■ EXCERTO SELECIONADO ■
^^^^^^^^

Intenções duvidosas

Um acontecimento político ocasional não consegue verdadeiramente congregar os partidos e associações que o integram, já que cada grupo tende a desconfiar das intenções dos restantes. Quanto mais significativas forem as alterações registadas na cena politica, maior tendência terão os partidos para “dançar conforme a música”, num jogo óbvio de namoro ao poder. Toda a gente sabe que os factos históricos têm sido, desde sempre, intencionalmente distorcidos. A História contada pelos vencedores é sempre manipulada a seu favor, não deixando lugar à existência de outras interpretações. O Poder teme que a mais pequena centelha possa causar um incêndio. Quem persistir em defender os seus ideais, e não quiser colaborar com a “situação”, acaba por ser empurrado para fora do barco até porque, hoje em dia, o patriotismo já foi “privatizado”. Vivemos uma era sem monarquias absolutas, mas também vivemos o período mais autocrático de sempre. É, no entanto, hora de despertar as consciências, hora de agir e lutar por uma democracia que tanto tem custado a conquistar.
Ninguém até agora abdicou facilmente do Poder, porque o Poder implica dinheiro, estatuto, influência e o mais variado tipo de regalias. Qualquer coisa que lembra “O Triunfo dos Porcos” de George Orwell, está a tomar forma por esse mundo fora, em nome dos mais variados “ismos”. As pessoas assemelham-se cada vez mais aos pais do protagonista do filme de animação japonês “Spirited Away”, que se empanturravam até não poder mais, ao ponto de parecerem porcos prontos para a matança. Os que estão agarrados ao poder, ou os que ignoram totalmente o sofrimento de quem vive abaixo da linha da pobreza, todos os dias recebem louvores na imprensa. Ninguém está interessado em perceber as causas da pobreza sistemática e das dificuldades permanentes de tantos milhões de seres humanos, quando está a sondar o mercado para comprar um apartamento.
É muito mais fácil deixar ao abandono lotes de terreno do que construir, até porque a erva daninha está baratíssima se comparamos com as despesas de uma família normal.

^^^^^^^^

■ TAREFAS A REALIZAR ■
1 - No texto sobre o poder:
(a) O que teme o Poder?
(b) O que implica o Poder, segundo o texto?
(c) Quem recebe louvores na imprensa todos os dias?
2 - Como resumiria o texto sobre o poder em duas frases?
A listagem é material à parte, sem ligação a este texto.

■ EXCERTO DA FONTE ■
^^^^^^^^

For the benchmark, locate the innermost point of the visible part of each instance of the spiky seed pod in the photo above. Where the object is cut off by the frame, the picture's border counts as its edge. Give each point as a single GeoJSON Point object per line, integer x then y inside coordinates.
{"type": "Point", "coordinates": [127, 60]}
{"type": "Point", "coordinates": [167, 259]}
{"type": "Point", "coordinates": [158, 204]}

^^^^^^^^

■ RESPOSTAS ESCRITAS ■
1 -
(a) Teme que a mais pequena centelha possa causar um incêndio.
(b) Implica dinheiro, estatuto, influência e o mais variado tipo de regalias.
(c) Os que estão agarrados ao poder e os que ignoram totalmente o sofrimento de quem vive abaixo da linha da pobreza.

2 - O texto afirma que os partidos desconfiam uns dos outros e namoram o poder, que a História contada pelos vencedores é manipulada e que quem não colabora com a “situação” é empurrado para fora do barco, defendendo que é hora de despertar as consciências e lutar pela democracia. Acrescenta que ninguém abdica facilmente do Poder, porque este implica dinheiro, estatuto e influência, e que os que a ele estão agarrados recebem louvores na imprensa, enquanto ninguém se interessa pelas causas da pobreza sistemática.